THE REQUEST: A faithful transcription of all the data is required.
===== INFORMATION SHOWN =====
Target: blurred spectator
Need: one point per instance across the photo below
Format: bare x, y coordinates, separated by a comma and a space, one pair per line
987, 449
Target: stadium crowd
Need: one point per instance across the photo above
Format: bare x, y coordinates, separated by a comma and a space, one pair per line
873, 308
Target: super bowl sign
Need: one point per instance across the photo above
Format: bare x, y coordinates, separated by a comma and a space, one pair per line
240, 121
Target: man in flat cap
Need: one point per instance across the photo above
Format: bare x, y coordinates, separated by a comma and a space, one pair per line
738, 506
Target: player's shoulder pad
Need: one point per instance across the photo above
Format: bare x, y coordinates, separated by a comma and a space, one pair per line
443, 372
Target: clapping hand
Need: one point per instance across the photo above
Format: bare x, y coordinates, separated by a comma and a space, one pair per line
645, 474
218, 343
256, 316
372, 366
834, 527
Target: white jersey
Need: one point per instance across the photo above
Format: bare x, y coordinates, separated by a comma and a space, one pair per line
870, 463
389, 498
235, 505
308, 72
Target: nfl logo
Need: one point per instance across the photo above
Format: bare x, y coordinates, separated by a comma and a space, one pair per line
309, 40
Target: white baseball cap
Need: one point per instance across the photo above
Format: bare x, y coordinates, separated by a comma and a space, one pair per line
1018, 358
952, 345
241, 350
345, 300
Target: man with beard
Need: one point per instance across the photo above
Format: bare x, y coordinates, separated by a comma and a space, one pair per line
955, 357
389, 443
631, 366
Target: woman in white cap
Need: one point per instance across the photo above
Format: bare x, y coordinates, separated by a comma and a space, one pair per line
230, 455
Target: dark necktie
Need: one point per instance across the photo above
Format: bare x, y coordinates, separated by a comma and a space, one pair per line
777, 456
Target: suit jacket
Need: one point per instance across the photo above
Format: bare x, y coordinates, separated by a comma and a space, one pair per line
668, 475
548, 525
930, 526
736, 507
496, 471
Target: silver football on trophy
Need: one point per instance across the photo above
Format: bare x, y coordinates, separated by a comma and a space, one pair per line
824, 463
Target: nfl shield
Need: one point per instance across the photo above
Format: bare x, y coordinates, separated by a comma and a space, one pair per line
=====
SOLUTION TO THE EXERCISE:
Target: blurred spectator
Need: one point per instance across the photo below
Format: bare x, y coordinates, separated by a comma and a space, one pair per line
987, 449
Target: stadium crowd
Need: one point per instance across the photo above
Format: bare x, y coordinates, separated by a comma and a space, one pair per line
873, 308
Target: super bowl sign
Need: one point per instance across the photo above
Format: bare x, y coordinates, separated by a comma and a space, one pair per line
240, 121
Target: man in flat cap
Need: one point per instance across the photo above
Format: bare x, y coordinates, separated by a comma and a space, one pair per line
738, 506
Target: player's shoulder pad
Need: one point per instance across the photo above
Format: bare x, y coordinates, separated by a comma and a space, one pair per line
443, 372
Target: clapping hand
Need: one point per instance across the photo above
Format: bare x, y coordinates, separated by a comma and a space, one pair per line
645, 474
218, 343
256, 316
372, 366
834, 527
Target: white jersey
Need: one point per instance across the photo above
Format: bare x, y coordinates, separated by a comma and a space, one pair per line
870, 463
389, 498
235, 505
308, 72
Target: nfl logo
Need: one point per instance across the photo above
Format: bare x, y coordinates, separated by a comma and a space, one pair per line
309, 40
Target: white baseball cap
Need: one point per instance across the photo above
Format: bare x, y coordinates, separated by a comma and a space, one pair per line
1018, 358
952, 345
241, 350
345, 300
Target: man with beard
Need: one point per instance across the photo above
Format: bare x, y coordinates, separated by a comma and a space, one pair per line
955, 357
389, 443
631, 366
Target: woman in white cap
Need: one point per instance across the photo above
Format: bare x, y coordinates, separated by a comma and a space, one pair per line
230, 455
Target: dark necktie
Need: one point per instance across the photo above
Format: bare x, y coordinates, separated by a comma and a space, one pair per line
777, 456
Target: suit jacket
Need: one point per instance across the photo above
Format: bare x, y coordinates, separated by a comma and a space, one pair per line
668, 475
548, 525
930, 526
736, 507
496, 471
Target: silver football on trophy
Need: one point per instance across the photo above
Format: bare x, y coordinates, separated by a comma and a space, one pair per line
824, 463
Target: nfl shield
Need: one point per instance across the photo above
Format: bare x, y coordinates, separated by a comma and a space, one pair per line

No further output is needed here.